### Goal 1
Reproduce the dataset entries verbatim, from the line containing "Please spot the blue" through the end of the entries.

The risk of failure increases with hardening caused by: 1) welds that are several times harder than parent metal; 2) welding that disturbs the microstructure of the virgin metal, thereby promoting H2 access; 3) cold working that creates fine cracks, allowing H2 access; and 4) the presence of H2S, which can cause blisters as hydrogen accumulates in metal (Fe0 + H2S ⇌ FeS + H2). It’s important to differentiate between pipe and equipment handling sour steams, i.e., ones with high H2S, and those with low H2S.

API 5L X52, ANSI 310 and other low-strength steels have been used in ambient H2-only pipeline applications. A useful guide for carbon steels, strictly in hydrogen service, is the Nelson diagram in API-941.

HTHA is a problem in high-pressure, high-temperature, low-H2S applications, such as hydrotreaters and even high-pressure boilers. Nickel-iron-chromium (~22%) alloys work well in such conditions (e.g., <1,500 psig, 750°F, trace H2S typical in a hydrotreater furnace). Stainless steels also are options. Austenitic (stainless) steels, containing >5% chromium, tie up carbon effectively; hydrogen diffuses more slowly in austenitic than in ferritic (carbon) steels. Type 316L sometimes is recommended for temperatures exceeding 250°F. However, it isn’t suggested for high-pressure applications because its allowable strength decreases by 19% from 300°F to 1,000°F.

Type 316L and even 304L stainless steels get chosen for low-to-moderate temperature, low-to-moderate pressure applications; type 304L is far less resistant to cold-working damage. (By the way, duplex stainless steels often are considered resistant to stress corrosion cracking but do suffer such damage in some situations. See: “Know the Limits of Duplex Stainless Steels.")

### Goal 2
According to the passage on steels in hydrogen service, by how much does the allowable strength of Type 316L drop between 300°F and 1,000°F?

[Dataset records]
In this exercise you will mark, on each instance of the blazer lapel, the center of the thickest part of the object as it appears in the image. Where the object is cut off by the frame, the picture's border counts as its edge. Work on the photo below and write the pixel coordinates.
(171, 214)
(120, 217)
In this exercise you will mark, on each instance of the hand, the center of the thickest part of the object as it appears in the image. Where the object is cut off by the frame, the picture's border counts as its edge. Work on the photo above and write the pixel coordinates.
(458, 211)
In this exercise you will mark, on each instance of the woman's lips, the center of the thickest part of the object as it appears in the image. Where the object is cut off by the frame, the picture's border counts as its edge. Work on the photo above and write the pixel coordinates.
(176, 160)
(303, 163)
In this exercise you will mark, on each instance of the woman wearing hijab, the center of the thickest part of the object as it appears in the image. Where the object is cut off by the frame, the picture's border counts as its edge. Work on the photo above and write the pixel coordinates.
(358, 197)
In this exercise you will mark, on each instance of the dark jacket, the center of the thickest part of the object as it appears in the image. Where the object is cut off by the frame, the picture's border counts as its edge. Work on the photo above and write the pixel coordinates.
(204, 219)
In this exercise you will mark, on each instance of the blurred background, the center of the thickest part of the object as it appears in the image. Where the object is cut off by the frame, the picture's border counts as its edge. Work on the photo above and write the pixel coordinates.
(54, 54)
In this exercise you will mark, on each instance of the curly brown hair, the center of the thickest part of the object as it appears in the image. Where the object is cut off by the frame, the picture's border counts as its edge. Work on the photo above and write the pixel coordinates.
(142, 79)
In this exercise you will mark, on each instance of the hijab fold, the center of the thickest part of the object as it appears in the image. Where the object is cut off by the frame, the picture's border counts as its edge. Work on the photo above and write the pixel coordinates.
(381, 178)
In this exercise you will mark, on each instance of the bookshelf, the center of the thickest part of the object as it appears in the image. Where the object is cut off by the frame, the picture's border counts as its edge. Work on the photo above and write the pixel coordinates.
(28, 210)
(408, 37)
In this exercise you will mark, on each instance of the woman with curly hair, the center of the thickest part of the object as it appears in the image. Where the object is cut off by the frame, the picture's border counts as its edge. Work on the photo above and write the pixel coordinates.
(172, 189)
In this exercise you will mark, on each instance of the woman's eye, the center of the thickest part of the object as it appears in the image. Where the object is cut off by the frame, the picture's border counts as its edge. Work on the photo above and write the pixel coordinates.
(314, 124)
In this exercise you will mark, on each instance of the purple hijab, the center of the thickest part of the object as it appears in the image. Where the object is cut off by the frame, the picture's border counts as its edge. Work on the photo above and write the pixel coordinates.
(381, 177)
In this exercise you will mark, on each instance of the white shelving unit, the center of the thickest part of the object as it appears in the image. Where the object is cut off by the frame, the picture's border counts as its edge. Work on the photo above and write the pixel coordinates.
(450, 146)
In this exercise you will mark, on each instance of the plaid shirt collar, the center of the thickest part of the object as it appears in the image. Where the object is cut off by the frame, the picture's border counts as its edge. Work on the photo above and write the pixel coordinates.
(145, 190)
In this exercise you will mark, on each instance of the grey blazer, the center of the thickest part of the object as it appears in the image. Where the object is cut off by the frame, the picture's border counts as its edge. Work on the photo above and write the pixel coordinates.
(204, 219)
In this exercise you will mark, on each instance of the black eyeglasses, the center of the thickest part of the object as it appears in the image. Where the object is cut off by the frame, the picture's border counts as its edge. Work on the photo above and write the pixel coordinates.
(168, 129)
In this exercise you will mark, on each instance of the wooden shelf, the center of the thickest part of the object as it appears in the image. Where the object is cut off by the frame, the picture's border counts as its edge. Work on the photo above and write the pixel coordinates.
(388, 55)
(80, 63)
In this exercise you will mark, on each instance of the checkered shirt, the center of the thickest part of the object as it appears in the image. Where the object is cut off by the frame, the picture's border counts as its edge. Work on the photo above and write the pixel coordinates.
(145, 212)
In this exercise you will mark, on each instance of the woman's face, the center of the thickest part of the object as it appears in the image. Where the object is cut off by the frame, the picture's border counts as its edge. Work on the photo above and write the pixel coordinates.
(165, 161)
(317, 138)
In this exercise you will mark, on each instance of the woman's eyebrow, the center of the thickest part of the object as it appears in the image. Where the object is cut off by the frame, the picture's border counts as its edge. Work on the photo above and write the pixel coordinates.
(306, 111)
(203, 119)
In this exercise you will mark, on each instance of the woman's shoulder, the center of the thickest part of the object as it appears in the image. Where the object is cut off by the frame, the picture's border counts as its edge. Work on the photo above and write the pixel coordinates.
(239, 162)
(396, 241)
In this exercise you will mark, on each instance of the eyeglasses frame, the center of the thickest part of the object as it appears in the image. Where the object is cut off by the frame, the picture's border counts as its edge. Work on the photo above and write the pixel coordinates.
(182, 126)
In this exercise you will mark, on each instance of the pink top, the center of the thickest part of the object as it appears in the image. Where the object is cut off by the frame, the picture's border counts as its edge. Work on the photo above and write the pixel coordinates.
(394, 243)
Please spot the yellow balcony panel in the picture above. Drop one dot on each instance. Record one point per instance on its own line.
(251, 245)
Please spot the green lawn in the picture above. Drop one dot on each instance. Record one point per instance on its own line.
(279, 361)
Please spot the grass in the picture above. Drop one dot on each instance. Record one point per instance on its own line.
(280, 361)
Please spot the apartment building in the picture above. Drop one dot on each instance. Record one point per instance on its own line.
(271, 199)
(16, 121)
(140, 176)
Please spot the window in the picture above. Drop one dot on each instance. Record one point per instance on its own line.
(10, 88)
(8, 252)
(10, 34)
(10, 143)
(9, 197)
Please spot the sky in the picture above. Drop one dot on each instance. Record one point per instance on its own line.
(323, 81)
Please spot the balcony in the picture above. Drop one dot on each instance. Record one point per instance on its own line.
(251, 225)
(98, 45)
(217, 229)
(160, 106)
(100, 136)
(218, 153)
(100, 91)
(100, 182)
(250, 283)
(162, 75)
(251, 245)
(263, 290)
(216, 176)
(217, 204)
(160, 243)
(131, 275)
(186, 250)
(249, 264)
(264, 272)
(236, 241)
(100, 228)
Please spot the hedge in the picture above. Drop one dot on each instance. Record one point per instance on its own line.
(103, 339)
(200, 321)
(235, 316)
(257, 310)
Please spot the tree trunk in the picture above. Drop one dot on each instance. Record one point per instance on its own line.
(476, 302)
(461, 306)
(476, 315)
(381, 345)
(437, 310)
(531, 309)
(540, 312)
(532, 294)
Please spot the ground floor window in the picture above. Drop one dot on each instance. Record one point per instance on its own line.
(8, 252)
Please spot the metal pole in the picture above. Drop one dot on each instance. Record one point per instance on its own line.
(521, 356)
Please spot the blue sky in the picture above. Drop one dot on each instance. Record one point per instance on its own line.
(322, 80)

### Exercise solution 1
Please spot the blue sky in the picture above. Drop one dot on each instance. Record one point per instance on its own line.
(322, 80)

### Exercise solution 2
It drops by 19%.